SHORT TASK 1
Answer these from the falafel guide:
(a) What name does the guide give to the method it promises to walk readers through?
(b) What do canned chickpeas turn into when pulsed in a food processor?
(c) In what kind of water must the dried beans rehydrate?
SHORT TASK 2
In the rows, rename "garuda figure" to "bird figure" throughout the part that opens with the line containing "the orange painted" and closes with the line containing "[(706, 131)]". Return only those lines, with everything else left unchanged.

Introduction
If you have ever stood over a skillet watching your carefully shaped falafel patties slowly disintegrate into a grainy, oily soup, you are not alone. It is one of the most frustrating "pantry fails" in the kitchen. You followed a recipe, you used high-quality spices, and yet, instead of crispy golden nuggets, you ended up with a pan full of crumbs.
The culprit is almost always the can. While canned chickpeas are a lifesaver for quick hummus or a fast salad topper, they are the sworn enemy of the authentic falafel. Because canned beans are already cooked, they carry too much moisture and lack the structural starch needed to hold a patty together. If you want the broader pantry comparison, our guide to dried beans vs. canned beans is a helpful companion.
In this guide, we are going to show you how to master a falafel recipe with dried chickpeas that actually stays together. We will walk you through the "soak-not-boil" method, the importance of herb-to-bean ratios, and how to achieve that signature bright green interior. At Country Life Foods, we believe that "Healthy Made Simple" starts with understanding your ingredients. By focusing on the foundation of the dried bean, clarifying your cooking method, and prepping with intention, you can bring world-class street food into your own kitchen without the stress of the crumble.
Why Dried Chickpeas Are Non-Negotiable
If there is one hill we will die on in the natural foods world, it is this: you cannot make authentic falafel with canned beans. To understand why, we have to look at the science of the chickpea.
When chickpeas are canned, they are cooked under pressure until they are soft all the way through. This process breaks down the natural starches and saturates the bean with water. When you pulse these in a food processor, they turn into a paste—essentially a thick hummus. When that paste hits hot oil, the moisture expands, the structure collapses, and the falafel falls apart.
Dried chickpeas that have been soaked but not cooked are different. They have a high concentration of raw starch. Think of this starch as a natural "glue." As the falafel cooks, that starch activates, binding the ground beans together while the outside crisps up. The result is a texture that is light, grainy (in a good way), and incredibly fluffy.
Pantry note: Always buy your chickpeas in bulk if you plan on making falafel regularly. They have an incredible shelf life, and the cost per serving is significantly lower than buying canned alternatives. If you are stocking up, our bulk foods collection is a smart place to start.
The Foundation: Soaking Your Chickpeas
This is the part of the recipe that requires the most patience, but the least amount of actual work. You cannot "quick-soak" or boil these beans. They need time to rehydrate slowly in cold water to reach the perfect texture.

PROVIDED INFORMATION
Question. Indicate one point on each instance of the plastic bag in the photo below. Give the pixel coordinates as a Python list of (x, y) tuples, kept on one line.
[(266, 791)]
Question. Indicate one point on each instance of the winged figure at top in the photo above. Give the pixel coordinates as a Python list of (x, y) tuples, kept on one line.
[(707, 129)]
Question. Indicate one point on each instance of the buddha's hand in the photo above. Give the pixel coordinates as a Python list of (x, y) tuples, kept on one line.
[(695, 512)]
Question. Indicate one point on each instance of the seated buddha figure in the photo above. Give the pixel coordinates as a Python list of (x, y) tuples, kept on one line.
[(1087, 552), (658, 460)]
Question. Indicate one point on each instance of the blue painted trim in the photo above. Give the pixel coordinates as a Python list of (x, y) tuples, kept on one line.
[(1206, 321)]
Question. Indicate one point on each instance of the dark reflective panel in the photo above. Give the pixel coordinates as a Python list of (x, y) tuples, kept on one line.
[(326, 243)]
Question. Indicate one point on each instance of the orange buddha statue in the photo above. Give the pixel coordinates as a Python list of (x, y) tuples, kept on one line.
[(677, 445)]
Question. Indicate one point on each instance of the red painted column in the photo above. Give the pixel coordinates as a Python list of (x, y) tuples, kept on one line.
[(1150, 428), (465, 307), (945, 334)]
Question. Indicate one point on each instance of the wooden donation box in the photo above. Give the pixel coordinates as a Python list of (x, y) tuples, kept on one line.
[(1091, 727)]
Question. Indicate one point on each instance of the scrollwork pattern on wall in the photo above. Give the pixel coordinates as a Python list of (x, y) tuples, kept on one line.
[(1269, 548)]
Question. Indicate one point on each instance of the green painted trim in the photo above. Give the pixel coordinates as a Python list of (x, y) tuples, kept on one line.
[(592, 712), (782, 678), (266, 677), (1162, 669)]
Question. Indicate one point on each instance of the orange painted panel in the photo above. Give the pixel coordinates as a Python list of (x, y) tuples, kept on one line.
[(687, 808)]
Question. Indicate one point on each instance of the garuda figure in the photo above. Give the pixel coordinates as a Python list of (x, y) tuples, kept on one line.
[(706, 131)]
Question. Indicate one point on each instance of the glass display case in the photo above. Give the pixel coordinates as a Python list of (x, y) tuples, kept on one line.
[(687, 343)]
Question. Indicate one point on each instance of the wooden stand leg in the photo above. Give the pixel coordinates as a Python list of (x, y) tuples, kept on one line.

EXERCISE RESPONSE 1
(a) The "soak-not-boil" method.
(b) A paste, essentially a thick hummus.
(c) Cold water.

EXERCISE RESPONSE 2
Question. Indicate one point on each instance of the orange painted panel in the photo above. Give the pixel coordinates as a Python list of (x, y) tuples, kept on one line.
[(687, 808)]
Question. Indicate one point on each instance of the bird figure in the photo above. Give the pixel coordinates as a Python list of (x, y) tuples, kept on one line.
[(706, 131)]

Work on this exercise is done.